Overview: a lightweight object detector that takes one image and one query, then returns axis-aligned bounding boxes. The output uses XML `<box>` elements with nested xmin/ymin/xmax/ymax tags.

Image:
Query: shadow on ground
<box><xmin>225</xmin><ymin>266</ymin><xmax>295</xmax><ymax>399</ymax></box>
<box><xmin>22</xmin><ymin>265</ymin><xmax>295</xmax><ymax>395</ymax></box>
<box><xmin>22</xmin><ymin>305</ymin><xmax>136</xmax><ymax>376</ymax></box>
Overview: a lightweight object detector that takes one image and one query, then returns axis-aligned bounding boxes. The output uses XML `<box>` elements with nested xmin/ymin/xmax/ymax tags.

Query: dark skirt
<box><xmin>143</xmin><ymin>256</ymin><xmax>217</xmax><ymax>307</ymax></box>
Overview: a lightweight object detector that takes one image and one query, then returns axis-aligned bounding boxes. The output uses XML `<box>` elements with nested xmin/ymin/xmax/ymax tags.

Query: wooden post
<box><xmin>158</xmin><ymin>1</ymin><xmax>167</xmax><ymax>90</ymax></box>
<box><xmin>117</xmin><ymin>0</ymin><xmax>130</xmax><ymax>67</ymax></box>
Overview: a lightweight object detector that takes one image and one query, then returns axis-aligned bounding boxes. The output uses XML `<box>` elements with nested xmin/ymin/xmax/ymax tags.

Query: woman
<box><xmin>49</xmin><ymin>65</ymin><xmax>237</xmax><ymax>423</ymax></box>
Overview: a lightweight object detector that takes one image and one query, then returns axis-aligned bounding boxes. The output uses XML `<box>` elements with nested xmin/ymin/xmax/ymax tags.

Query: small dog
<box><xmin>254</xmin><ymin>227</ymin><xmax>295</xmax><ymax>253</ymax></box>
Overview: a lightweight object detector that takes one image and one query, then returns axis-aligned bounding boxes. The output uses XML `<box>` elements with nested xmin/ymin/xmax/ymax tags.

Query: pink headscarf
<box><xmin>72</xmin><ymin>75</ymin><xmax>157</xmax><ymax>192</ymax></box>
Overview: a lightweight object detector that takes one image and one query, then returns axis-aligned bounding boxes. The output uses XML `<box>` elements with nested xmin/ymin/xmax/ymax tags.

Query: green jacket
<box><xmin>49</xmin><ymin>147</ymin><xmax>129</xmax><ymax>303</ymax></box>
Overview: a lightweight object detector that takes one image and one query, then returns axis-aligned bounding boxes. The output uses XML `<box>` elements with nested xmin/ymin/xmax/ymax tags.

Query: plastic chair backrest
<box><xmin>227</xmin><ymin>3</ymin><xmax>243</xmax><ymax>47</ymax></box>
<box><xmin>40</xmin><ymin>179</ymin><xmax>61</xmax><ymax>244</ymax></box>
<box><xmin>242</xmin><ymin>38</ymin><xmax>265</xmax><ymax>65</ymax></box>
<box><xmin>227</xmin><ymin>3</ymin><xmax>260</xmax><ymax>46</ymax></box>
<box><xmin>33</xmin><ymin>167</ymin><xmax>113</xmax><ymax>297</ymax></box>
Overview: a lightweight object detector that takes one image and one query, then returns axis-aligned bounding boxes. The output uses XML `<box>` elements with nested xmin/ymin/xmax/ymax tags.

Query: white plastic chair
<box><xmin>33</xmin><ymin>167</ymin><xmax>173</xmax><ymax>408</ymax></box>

◇ ◇ ◇ ◇ ◇ ◇ ◇

Set down the listing again, exactly.

Overview: a lightweight object detector that takes one image and one query, then returns axis-aligned bounding boxes. The output uses XML `<box>` elements with nested xmin/ymin/xmax/ymax tags.

Image:
Query: shadow on ground
<box><xmin>225</xmin><ymin>266</ymin><xmax>295</xmax><ymax>399</ymax></box>
<box><xmin>22</xmin><ymin>265</ymin><xmax>295</xmax><ymax>395</ymax></box>
<box><xmin>22</xmin><ymin>305</ymin><xmax>136</xmax><ymax>376</ymax></box>
Overview: a lightweight object detector that takes one image and one query, then returns axis-aligned bounding boxes. The output uses XML `<box>` elements with nested xmin/ymin/xmax/ymax tags.

Query: dark skirt
<box><xmin>143</xmin><ymin>256</ymin><xmax>217</xmax><ymax>307</ymax></box>
Overview: a lightweight object detector that takes one image and one query, then returns axis-aligned bounding boxes. The output uses XML `<box>` elements with nested xmin/ymin/xmax/ymax tags.

Query: wooden post
<box><xmin>158</xmin><ymin>1</ymin><xmax>167</xmax><ymax>90</ymax></box>
<box><xmin>117</xmin><ymin>0</ymin><xmax>130</xmax><ymax>67</ymax></box>
Overview: a lightweight object detector that takes one image and one query, then returns axis-aligned bounding boxes. The output uses XML `<box>` elements with nested xmin/ymin/xmax/ymax tags.

Query: woman
<box><xmin>49</xmin><ymin>65</ymin><xmax>237</xmax><ymax>423</ymax></box>
Overview: a lightweight object detector that takes one image and one query, then returns axis-aligned bounding boxes. The output uses XML `<box>` elements with nested xmin/ymin/xmax/ymax tags.

Query: small dog
<box><xmin>254</xmin><ymin>227</ymin><xmax>295</xmax><ymax>253</ymax></box>
Overview: a lightweight object detector that takes one image and one query, then returns axis-aligned bounding boxes. The output uses XML `<box>` elements with nested xmin/ymin/xmax/ymax tags.

Query: pink headscarf
<box><xmin>72</xmin><ymin>75</ymin><xmax>157</xmax><ymax>192</ymax></box>
Overview: a lightweight object detector that takes one image and one query, then returns axis-aligned bounding boxes. The output uses XML `<box>` elements with nested xmin/ymin/xmax/ymax tags.

Query: green jacket
<box><xmin>49</xmin><ymin>147</ymin><xmax>129</xmax><ymax>303</ymax></box>
Overview: a lightweight object detector that takes one image and one query, then returns axis-aligned bounding boxes. The output uses XML `<box>` elements with nested xmin/ymin/xmax/ymax tags.

Query: plastic chair backrest
<box><xmin>227</xmin><ymin>3</ymin><xmax>243</xmax><ymax>47</ymax></box>
<box><xmin>40</xmin><ymin>179</ymin><xmax>61</xmax><ymax>244</ymax></box>
<box><xmin>242</xmin><ymin>38</ymin><xmax>265</xmax><ymax>65</ymax></box>
<box><xmin>227</xmin><ymin>3</ymin><xmax>260</xmax><ymax>46</ymax></box>
<box><xmin>33</xmin><ymin>167</ymin><xmax>113</xmax><ymax>297</ymax></box>
Overview: a lightweight object detector that takes one image and one query, then returns axis-aligned bounding boxes. The output uses XML `<box>` elements with nested xmin/ymin/xmax/ymax tags.

Query: white plastic chair
<box><xmin>33</xmin><ymin>167</ymin><xmax>173</xmax><ymax>408</ymax></box>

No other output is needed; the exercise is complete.